**Problem:**
Repeat the records below word for word, all of them, but leave the pictures out.

**Input rows:**
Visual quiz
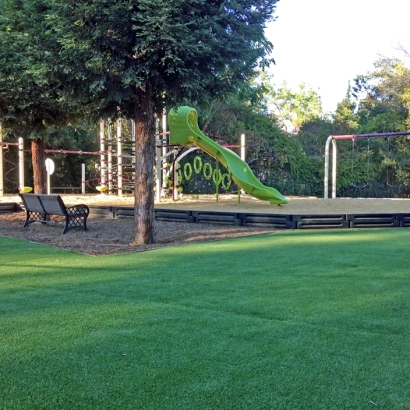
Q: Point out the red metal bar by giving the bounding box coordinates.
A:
[331,132,410,140]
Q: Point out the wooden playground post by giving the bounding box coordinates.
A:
[0,123,4,196]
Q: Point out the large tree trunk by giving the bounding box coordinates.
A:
[131,85,155,245]
[31,138,47,194]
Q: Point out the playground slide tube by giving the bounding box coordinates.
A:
[168,106,288,204]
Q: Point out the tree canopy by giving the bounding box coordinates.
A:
[0,0,276,244]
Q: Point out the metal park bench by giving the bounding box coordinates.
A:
[20,193,90,234]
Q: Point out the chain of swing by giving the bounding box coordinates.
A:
[351,137,402,189]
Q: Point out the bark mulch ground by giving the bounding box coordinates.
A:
[0,195,410,256]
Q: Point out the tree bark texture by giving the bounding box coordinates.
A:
[31,138,47,194]
[131,85,155,245]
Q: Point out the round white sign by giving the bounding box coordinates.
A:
[46,158,55,175]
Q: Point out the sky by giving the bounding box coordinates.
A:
[266,0,410,112]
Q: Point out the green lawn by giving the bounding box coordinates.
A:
[0,229,410,410]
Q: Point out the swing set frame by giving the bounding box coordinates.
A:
[324,132,410,199]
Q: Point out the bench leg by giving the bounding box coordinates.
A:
[23,211,50,228]
[63,205,89,234]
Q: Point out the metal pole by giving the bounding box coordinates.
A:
[100,120,106,185]
[81,162,85,194]
[332,139,337,198]
[0,123,4,196]
[323,136,333,199]
[18,137,24,190]
[107,118,112,194]
[154,117,162,202]
[238,134,245,194]
[117,118,122,196]
[161,108,167,196]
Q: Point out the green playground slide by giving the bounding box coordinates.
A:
[168,107,288,204]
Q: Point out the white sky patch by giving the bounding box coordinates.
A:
[266,0,410,112]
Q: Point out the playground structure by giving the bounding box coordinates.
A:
[168,106,288,204]
[0,107,288,204]
[324,132,410,199]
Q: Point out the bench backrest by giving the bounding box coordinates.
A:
[20,194,67,216]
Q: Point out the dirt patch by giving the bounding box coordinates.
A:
[0,195,410,256]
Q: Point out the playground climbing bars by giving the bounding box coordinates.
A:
[324,132,410,198]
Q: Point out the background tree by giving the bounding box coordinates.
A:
[2,0,276,244]
[0,0,89,193]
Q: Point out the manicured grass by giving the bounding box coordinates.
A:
[0,229,410,410]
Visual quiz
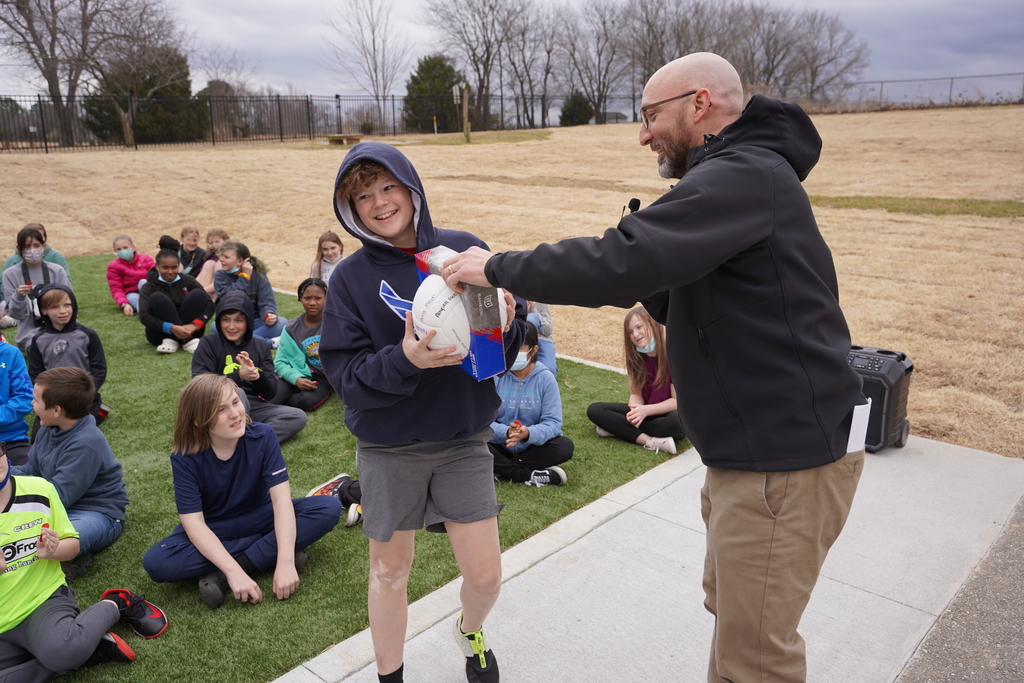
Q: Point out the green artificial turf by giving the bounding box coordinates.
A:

**Task result:**
Visual quiz
Q: Point out the red metal bar by giving the bounding box coordinates.
A:
[331,132,410,140]
Q: Point out the wooden playground post by giving the bounding box coordinates.
A:
[0,123,4,196]
Q: Point out the large tree trunk by giving the bounding box coordinates.
A:
[131,85,155,245]
[31,138,47,194]
Q: Point out the playground slide tube by giving the bounding box coordinates.
A:
[168,106,288,204]
Q: Point out the tree canopy by giving the bounding box coordinates.
A:
[0,0,276,244]
Q: Point out the metal park bench by giving the bounding box coordinates.
A:
[20,193,90,234]
Q: Point out the chain of swing by giving the bounding box coordinates.
A:
[351,137,402,189]
Q: Point out the bark mulch ground by giving the bounding box coordinates.
A:
[0,195,410,256]
Q: Point out the tree bark texture by giving the bounding box coordinates.
A:
[31,138,47,194]
[131,85,155,245]
Q: Point out the round white sign by giving the bounding box coordinates.
A:
[46,158,55,175]
Q: Point out the sky by giving the bounding box coordinates.
A:
[266,0,410,112]
Q: Point out the green lawn by giving the bounding box coordinates.
A:
[0,229,410,410]
Q: Point out the swing set frame by giving the bounding box coordinates.
A:
[324,132,410,199]
Q: Point out the bench leg by giving the bounding box coordinates.
A:
[23,211,50,228]
[63,205,89,234]
Q: Point out the metal pole by giving the bounding box coordinates.
A:
[100,120,106,185]
[81,162,85,194]
[332,139,337,198]
[0,123,4,196]
[323,136,333,199]
[18,137,24,190]
[107,118,112,194]
[154,117,162,202]
[238,134,245,194]
[117,118,122,196]
[161,108,167,196]
Q: Point out the green playground slide by giving the bounding box coordinates.
A:
[168,107,288,204]
Q: Point out the white sky patch by giving the bounding box coordinates.
A:
[266,0,410,112]
Q: Point out the playground structure by giving the bounding box coordinates.
A:
[168,106,288,204]
[0,107,288,204]
[324,132,410,199]
Q: Point out the bench backrest by giving the bounding box coordinates.
A:
[20,194,67,216]
Q: Point out the dirt patch by giving the bounding box coordinates.
A:
[0,195,410,256]
Q: Point out the playground climbing bars by giving the bounding box coordinates.
A:
[324,132,410,198]
Q: Point out the background tree by giving the bounding box coordinates.
A:
[2,0,276,244]
[0,0,89,193]
Q: Point out the manicured grass by giving the bounding box coordinates.
A:
[0,229,410,410]
Visual quiz
Q: Point out the green artificial turf by giving the bounding box coordinates.
A:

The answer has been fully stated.